### [TAREAS Y EJERCICIOS]
1 - Indica si cada afirmación concuerda con el texto sobre el manuscrito de Kempka. Responde sí o no y cita las palabras del texto que lo deciden. (a) Kempka incineró los cadáveres sin ayuda de nadie. (b) El manuscrito se basa en anotaciones de su diario. (c) En su relato, Kempka emite juicios sobre las decisiones políticas del «Jefe».
2 - Escribe la continuación del texto sobre el manuscrito de Kempka a partir de su última oración.

### [TEXTO PROPORCIONADO]
= = = = =

Es un hecho históricamente probado ‑y
corroborado en el «Proceso de Nuremberg» que Erich Kempka, junto con el ayudante personal de Hitler el
«SS‑Sturmbannführer» (3) Günsche, incineró los cadáveres de Adolfo Hitler y su
mujer.
El manuscrito original que nos ha sido presentado por Kempka
se basa en anotaciones realizadas en su diario durante los años de su servicio.
Evita todo juicio personal en relación con los actos políticos y las decisiones
del «Jefe», pero, por esto mismo, esta editorial estima que el relato, hecho
por Kempka y que ahora sale a la luz pública tiene un valor documental muy
superior a otras manifestaciones de personalidades políticas que juzgan los
acontecimientos históricos de un modo unilateral, de acuerdo con su propia
actitud partidista.

= = = = =

### [LISTADO DE DATOS]
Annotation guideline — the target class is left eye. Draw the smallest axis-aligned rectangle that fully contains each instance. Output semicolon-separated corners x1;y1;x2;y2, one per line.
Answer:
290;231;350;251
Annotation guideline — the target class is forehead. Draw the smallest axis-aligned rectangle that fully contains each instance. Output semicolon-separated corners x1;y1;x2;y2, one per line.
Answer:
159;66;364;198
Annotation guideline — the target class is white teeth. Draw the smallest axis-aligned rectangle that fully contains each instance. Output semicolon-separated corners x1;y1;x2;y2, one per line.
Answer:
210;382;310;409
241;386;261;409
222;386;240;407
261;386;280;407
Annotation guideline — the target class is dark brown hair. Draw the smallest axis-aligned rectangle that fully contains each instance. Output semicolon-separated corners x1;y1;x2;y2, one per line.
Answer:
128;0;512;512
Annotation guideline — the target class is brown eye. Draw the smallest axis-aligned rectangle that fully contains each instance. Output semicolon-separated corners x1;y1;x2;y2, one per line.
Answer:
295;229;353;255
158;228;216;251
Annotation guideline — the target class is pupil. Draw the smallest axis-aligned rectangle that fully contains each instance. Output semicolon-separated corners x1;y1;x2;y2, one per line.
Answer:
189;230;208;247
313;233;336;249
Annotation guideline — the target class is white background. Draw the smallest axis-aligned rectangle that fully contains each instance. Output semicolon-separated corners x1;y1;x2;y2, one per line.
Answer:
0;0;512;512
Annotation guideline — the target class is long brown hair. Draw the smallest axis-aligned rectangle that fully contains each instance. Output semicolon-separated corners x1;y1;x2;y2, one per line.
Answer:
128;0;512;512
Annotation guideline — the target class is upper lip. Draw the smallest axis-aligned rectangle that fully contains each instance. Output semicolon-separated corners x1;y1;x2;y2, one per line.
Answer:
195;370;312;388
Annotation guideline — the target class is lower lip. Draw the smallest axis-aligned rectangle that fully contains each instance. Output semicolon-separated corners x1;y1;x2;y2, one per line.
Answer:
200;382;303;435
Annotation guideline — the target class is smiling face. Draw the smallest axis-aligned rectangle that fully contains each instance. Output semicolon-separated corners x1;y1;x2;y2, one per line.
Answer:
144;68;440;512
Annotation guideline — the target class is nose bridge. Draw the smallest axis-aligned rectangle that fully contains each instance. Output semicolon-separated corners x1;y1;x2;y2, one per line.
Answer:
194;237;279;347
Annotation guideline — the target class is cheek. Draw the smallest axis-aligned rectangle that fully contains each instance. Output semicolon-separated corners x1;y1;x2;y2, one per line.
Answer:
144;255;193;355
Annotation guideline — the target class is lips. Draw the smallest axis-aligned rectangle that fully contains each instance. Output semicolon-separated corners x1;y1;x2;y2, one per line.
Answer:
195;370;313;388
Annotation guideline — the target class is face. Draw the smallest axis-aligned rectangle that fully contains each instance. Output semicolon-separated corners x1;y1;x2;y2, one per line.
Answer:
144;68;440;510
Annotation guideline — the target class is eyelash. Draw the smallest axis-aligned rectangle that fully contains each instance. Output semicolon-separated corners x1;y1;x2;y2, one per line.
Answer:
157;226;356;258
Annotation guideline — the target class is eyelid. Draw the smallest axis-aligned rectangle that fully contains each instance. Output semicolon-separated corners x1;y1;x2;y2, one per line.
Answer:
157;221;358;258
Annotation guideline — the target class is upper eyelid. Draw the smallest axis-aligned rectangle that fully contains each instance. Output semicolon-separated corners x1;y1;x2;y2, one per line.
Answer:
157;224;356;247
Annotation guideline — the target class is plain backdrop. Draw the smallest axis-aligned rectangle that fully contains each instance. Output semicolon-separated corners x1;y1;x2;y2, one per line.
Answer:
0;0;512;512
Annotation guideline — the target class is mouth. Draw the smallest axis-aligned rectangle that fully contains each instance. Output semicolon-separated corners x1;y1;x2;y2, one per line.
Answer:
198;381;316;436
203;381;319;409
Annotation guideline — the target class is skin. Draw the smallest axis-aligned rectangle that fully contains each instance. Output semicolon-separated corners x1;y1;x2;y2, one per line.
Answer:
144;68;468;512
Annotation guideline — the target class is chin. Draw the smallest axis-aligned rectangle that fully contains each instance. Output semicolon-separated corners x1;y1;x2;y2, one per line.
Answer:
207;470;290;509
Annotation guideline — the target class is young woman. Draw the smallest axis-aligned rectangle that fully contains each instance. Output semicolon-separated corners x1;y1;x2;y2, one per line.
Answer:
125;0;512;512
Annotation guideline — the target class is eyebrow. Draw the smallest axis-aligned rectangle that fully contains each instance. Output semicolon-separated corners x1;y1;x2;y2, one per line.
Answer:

= = = = =

### [RESULTADOS POR TAREA]
1 -
(a) No: "junto con el ayudante personal de Hitler".
(b) Sí: "se basa en anotaciones realizadas en su diario durante los años de su servicio".
(c) No: "Evita todo juicio personal en relación con los actos políticos y las decisiones del «Jefe»".

2 -
Tan sólo la posteridad podrá valorar con justicia el
contenido trágico de Alemania en su ligación a la persona de Adolfo Hitler.
Pero, ya hoy cabe afirmar que el pueblo alemán tiene derecho a saber cómo se
extinguió en aquellos días del asalto rojo contra Berlín la vida del hombre que
tan decisiva influencia ha ejercido sobre el destino de Alemania.
Según parece, el "Sturmbannführer" Günsche
sigue en poder de los rusos y, por lo
tanto, sólo Erich Kempka tiene derecho a hablar de un modo plenamente
responsable
DECLARACION JURADA
El día 17 de agosto de 1950 comparecí ante el Notario Hans
Bauer, suplente oficialmente designado del Notario Doctor Walter Bader de
Munich ‑Notaría Munich V ‑,
en sus oficinas de Karlsplatz, 10/I Munich 2, y presté la
siguiente declaración jurada, registrada
con el número UR N.º 7715.
Después de ser debidamente informado sobre el significado de
una declaración jurada notarial manifesté lo siguiente:
“He escrito un libro titulado “Yo quemé a Hitler”.
“He descrito los acontecimientos relatados en dicho libro
ajustándome sinceramente a los mismos.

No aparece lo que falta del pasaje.